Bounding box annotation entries
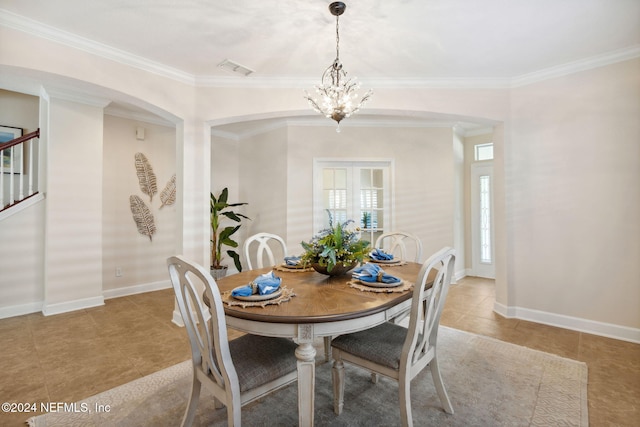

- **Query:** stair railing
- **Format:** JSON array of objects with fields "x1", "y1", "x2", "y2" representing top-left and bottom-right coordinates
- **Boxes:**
[{"x1": 0, "y1": 129, "x2": 40, "y2": 212}]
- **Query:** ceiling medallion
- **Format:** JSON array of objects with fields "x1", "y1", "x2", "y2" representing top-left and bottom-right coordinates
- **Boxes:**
[{"x1": 305, "y1": 2, "x2": 373, "y2": 132}]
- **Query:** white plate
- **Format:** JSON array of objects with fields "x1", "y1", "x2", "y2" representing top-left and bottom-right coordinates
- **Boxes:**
[
  {"x1": 356, "y1": 279, "x2": 402, "y2": 288},
  {"x1": 231, "y1": 286, "x2": 282, "y2": 301},
  {"x1": 280, "y1": 262, "x2": 305, "y2": 270},
  {"x1": 369, "y1": 258, "x2": 402, "y2": 264}
]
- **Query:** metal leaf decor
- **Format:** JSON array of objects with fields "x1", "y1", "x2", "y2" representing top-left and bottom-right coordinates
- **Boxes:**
[
  {"x1": 136, "y1": 153, "x2": 158, "y2": 201},
  {"x1": 160, "y1": 174, "x2": 176, "y2": 209},
  {"x1": 129, "y1": 195, "x2": 156, "y2": 240}
]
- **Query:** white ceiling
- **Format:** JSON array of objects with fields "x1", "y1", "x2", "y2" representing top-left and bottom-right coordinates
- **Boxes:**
[{"x1": 0, "y1": 0, "x2": 640, "y2": 134}]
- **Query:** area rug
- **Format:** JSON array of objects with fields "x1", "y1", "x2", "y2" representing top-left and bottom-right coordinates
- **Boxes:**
[{"x1": 28, "y1": 327, "x2": 589, "y2": 427}]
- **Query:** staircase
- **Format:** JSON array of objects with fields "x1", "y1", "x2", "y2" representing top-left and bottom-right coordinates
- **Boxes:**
[{"x1": 0, "y1": 129, "x2": 40, "y2": 219}]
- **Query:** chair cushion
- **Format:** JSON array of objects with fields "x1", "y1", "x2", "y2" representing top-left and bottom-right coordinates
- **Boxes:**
[
  {"x1": 331, "y1": 322, "x2": 407, "y2": 370},
  {"x1": 229, "y1": 334, "x2": 298, "y2": 392}
]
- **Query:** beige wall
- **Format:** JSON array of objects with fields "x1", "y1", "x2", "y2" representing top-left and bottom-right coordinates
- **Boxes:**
[
  {"x1": 102, "y1": 115, "x2": 177, "y2": 295},
  {"x1": 506, "y1": 59, "x2": 640, "y2": 328},
  {"x1": 0, "y1": 27, "x2": 640, "y2": 341},
  {"x1": 230, "y1": 125, "x2": 456, "y2": 270}
]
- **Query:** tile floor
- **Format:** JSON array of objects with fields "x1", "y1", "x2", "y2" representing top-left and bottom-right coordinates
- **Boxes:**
[{"x1": 0, "y1": 277, "x2": 640, "y2": 427}]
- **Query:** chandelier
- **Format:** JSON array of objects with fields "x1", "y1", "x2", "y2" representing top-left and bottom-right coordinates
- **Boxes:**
[{"x1": 305, "y1": 1, "x2": 373, "y2": 132}]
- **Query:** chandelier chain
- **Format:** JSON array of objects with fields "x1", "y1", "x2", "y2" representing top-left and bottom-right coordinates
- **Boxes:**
[
  {"x1": 305, "y1": 2, "x2": 373, "y2": 132},
  {"x1": 336, "y1": 15, "x2": 340, "y2": 62}
]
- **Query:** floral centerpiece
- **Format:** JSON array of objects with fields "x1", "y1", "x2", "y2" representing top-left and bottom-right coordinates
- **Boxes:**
[{"x1": 301, "y1": 211, "x2": 371, "y2": 275}]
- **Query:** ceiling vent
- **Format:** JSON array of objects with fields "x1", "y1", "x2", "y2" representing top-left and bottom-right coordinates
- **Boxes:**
[{"x1": 218, "y1": 59, "x2": 255, "y2": 77}]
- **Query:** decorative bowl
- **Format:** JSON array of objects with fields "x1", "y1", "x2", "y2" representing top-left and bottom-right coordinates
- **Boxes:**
[{"x1": 311, "y1": 261, "x2": 358, "y2": 276}]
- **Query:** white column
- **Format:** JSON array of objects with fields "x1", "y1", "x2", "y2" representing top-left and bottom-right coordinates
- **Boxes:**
[{"x1": 42, "y1": 93, "x2": 107, "y2": 315}]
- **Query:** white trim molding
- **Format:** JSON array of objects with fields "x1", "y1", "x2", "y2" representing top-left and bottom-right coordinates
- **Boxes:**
[
  {"x1": 42, "y1": 296, "x2": 104, "y2": 316},
  {"x1": 493, "y1": 301, "x2": 640, "y2": 344},
  {"x1": 0, "y1": 301, "x2": 43, "y2": 319},
  {"x1": 102, "y1": 280, "x2": 171, "y2": 299}
]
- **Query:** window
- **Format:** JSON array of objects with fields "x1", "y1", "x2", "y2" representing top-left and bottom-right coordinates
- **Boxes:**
[
  {"x1": 479, "y1": 175, "x2": 492, "y2": 263},
  {"x1": 475, "y1": 142, "x2": 493, "y2": 161},
  {"x1": 314, "y1": 161, "x2": 391, "y2": 243}
]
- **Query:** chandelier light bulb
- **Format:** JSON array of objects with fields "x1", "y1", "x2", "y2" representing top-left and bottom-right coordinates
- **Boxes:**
[{"x1": 305, "y1": 2, "x2": 373, "y2": 132}]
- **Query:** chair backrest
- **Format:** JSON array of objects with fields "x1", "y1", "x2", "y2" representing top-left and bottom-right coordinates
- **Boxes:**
[
  {"x1": 401, "y1": 247, "x2": 456, "y2": 369},
  {"x1": 242, "y1": 233, "x2": 287, "y2": 270},
  {"x1": 167, "y1": 256, "x2": 240, "y2": 402},
  {"x1": 375, "y1": 231, "x2": 422, "y2": 262}
]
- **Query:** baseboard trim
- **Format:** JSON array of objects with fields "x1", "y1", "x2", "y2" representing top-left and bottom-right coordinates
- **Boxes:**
[
  {"x1": 493, "y1": 301, "x2": 640, "y2": 344},
  {"x1": 0, "y1": 301, "x2": 42, "y2": 319},
  {"x1": 42, "y1": 295, "x2": 104, "y2": 316},
  {"x1": 102, "y1": 280, "x2": 171, "y2": 299}
]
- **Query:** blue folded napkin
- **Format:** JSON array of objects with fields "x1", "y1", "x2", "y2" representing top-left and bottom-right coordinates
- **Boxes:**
[
  {"x1": 284, "y1": 256, "x2": 300, "y2": 266},
  {"x1": 352, "y1": 262, "x2": 402, "y2": 284},
  {"x1": 369, "y1": 248, "x2": 393, "y2": 261},
  {"x1": 231, "y1": 271, "x2": 282, "y2": 297}
]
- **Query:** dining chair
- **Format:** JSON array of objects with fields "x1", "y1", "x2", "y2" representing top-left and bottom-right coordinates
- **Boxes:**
[
  {"x1": 167, "y1": 256, "x2": 298, "y2": 426},
  {"x1": 375, "y1": 231, "x2": 422, "y2": 262},
  {"x1": 242, "y1": 233, "x2": 287, "y2": 270},
  {"x1": 331, "y1": 247, "x2": 455, "y2": 426}
]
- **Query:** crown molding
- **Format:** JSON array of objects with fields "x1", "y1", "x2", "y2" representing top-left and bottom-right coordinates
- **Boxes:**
[
  {"x1": 511, "y1": 45, "x2": 640, "y2": 88},
  {"x1": 43, "y1": 86, "x2": 111, "y2": 108},
  {"x1": 0, "y1": 9, "x2": 640, "y2": 89},
  {"x1": 104, "y1": 105, "x2": 175, "y2": 127},
  {"x1": 0, "y1": 9, "x2": 195, "y2": 85}
]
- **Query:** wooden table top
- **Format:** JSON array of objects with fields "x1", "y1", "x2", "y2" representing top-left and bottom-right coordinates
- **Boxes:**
[{"x1": 212, "y1": 262, "x2": 428, "y2": 324}]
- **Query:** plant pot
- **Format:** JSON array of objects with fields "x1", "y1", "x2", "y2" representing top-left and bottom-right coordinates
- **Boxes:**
[
  {"x1": 211, "y1": 265, "x2": 228, "y2": 280},
  {"x1": 311, "y1": 261, "x2": 358, "y2": 276}
]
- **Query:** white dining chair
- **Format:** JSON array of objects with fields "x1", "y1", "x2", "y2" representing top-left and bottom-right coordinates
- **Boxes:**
[
  {"x1": 242, "y1": 233, "x2": 287, "y2": 270},
  {"x1": 331, "y1": 248, "x2": 455, "y2": 426},
  {"x1": 167, "y1": 256, "x2": 298, "y2": 426},
  {"x1": 375, "y1": 231, "x2": 422, "y2": 262}
]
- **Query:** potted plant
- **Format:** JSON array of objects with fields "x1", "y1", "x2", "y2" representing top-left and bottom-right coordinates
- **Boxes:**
[
  {"x1": 301, "y1": 211, "x2": 371, "y2": 275},
  {"x1": 211, "y1": 187, "x2": 251, "y2": 279}
]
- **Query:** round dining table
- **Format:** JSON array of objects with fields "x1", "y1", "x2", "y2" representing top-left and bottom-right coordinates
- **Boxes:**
[{"x1": 217, "y1": 262, "x2": 422, "y2": 426}]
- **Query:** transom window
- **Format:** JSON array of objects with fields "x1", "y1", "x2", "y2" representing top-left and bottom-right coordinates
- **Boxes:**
[{"x1": 475, "y1": 142, "x2": 493, "y2": 161}]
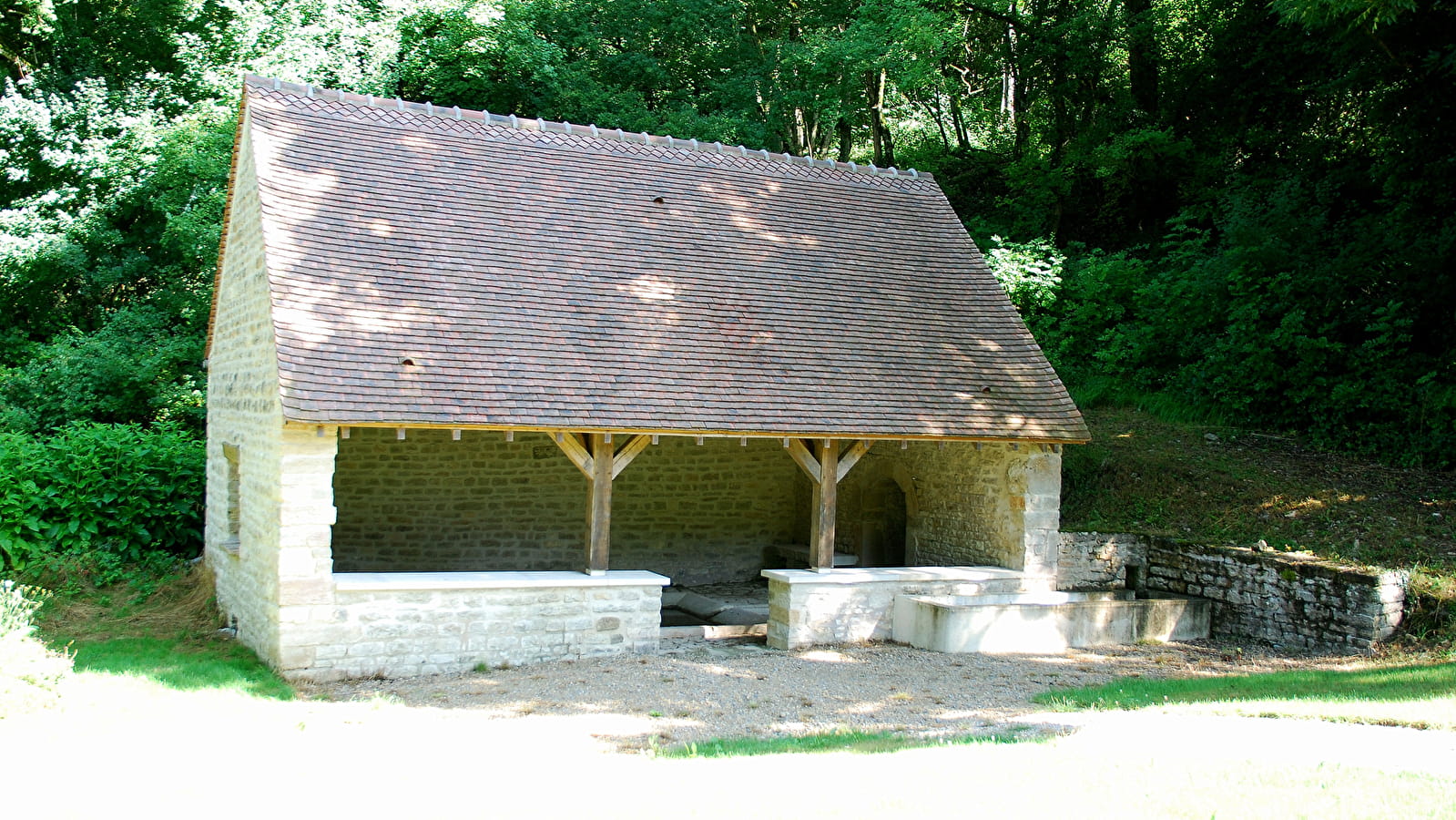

> [TO BE DONE]: Count how many lines in the data above contain the string "chandelier", matching case exactly, and give only the number.

> [OUTPUT FOR THIS TASK]: 3